* **EXERCISE GOAL**:
Every line of the material must be copied exactly.

* **PROVIDED ENTRIES**:
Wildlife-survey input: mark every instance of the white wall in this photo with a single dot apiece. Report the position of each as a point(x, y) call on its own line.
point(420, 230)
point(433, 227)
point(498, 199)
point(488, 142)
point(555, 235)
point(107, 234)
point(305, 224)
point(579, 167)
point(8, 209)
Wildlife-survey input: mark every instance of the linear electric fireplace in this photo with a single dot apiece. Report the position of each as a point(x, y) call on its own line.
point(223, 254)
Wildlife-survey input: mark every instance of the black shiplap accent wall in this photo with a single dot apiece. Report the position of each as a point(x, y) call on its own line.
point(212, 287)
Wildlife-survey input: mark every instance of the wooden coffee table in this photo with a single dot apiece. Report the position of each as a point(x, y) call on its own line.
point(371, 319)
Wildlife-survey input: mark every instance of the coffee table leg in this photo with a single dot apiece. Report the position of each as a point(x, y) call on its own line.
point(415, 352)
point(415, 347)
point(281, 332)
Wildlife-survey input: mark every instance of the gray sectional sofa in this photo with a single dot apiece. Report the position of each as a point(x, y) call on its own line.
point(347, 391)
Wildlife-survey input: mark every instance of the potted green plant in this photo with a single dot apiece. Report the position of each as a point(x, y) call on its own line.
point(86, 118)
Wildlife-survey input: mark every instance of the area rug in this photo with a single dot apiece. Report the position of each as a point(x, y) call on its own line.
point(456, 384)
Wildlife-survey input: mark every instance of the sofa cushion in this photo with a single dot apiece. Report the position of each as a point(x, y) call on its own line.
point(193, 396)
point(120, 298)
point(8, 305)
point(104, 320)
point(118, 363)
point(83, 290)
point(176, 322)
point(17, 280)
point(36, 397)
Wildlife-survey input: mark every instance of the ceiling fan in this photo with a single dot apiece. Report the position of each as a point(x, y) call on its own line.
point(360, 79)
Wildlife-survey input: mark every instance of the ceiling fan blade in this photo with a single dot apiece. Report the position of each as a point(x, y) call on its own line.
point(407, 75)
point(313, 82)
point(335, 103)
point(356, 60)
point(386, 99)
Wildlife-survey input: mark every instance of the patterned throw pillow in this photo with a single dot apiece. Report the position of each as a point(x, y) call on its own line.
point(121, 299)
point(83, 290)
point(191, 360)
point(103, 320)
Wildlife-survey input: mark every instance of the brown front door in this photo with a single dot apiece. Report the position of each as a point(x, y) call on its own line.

* **EXERCISE RESPONSE**:
Wildlife-survey input: mark every instance of the white wall in this photo with a single dot apiece. Report the position of each as a point(x, y) call on its own line.
point(420, 230)
point(433, 227)
point(498, 199)
point(488, 142)
point(555, 235)
point(107, 234)
point(305, 224)
point(579, 167)
point(8, 209)
Wildlife-survey input: mark every instance of the linear electric fireplace in this photo with a single dot apiece. Report the position of each as a point(x, y) call on its own line.
point(223, 254)
Wildlife-survey input: mark every instance of the black shiplap accent wall in this photo with a single dot apiece. Report the position of each as a point(x, y) call on its own line.
point(212, 287)
Wildlife-survey input: mark every instance of the wooden coffee table in this photo with a single dot apiece. Report the position of each as a point(x, y) call on its own line.
point(371, 319)
Wildlife-survey input: mark every instance of the coffee table leg in this photo with a single dot apiece. Report the position of each as a point(x, y) call on its own line.
point(415, 352)
point(415, 347)
point(281, 332)
Wildlife-survey input: mark every instance of the gray sectional sofa in this photo with a single dot apiece. Report the position of each as a point(x, y) call on its own line.
point(347, 391)
Wildlife-survey input: mark every instance of the potted green plant in this photo with a single dot apiece. Report the position of each as a point(x, y) call on its own line.
point(86, 118)
Wildlife-survey input: mark every instance of the area rug in this photo with a single dot apiece. Report the position of each as a point(x, y) call on its own line.
point(456, 384)
Wildlife-survey input: mark every instance of the sofa cushion in this photo with a single dot apiece. Report the position of each as a point(x, y) call on its own line.
point(193, 396)
point(120, 298)
point(8, 305)
point(104, 320)
point(118, 363)
point(83, 290)
point(176, 322)
point(17, 280)
point(36, 397)
Wildlife-survey input: mark every instance of the ceiling fan in this photo with a single dot apiece. Report the position of each as a point(x, y) call on its own line.
point(360, 79)
Wildlife-survey input: mark every instance of the ceiling fan blade in this photo with a single dot apiece. Report the position of each as a point(x, y) call on its own line.
point(407, 75)
point(313, 82)
point(335, 103)
point(356, 60)
point(386, 99)
Wildlife-survey input: mark every instance of the patterned throw pillow in this photo with a single dot apiece. Report the position of each as a point(x, y) call on its own line.
point(121, 299)
point(83, 290)
point(191, 360)
point(103, 320)
Wildlife-survey input: mark every instance of the brown front door in this photo with a single dot apiece. Report the position of each as a point(x, y) call on its own line.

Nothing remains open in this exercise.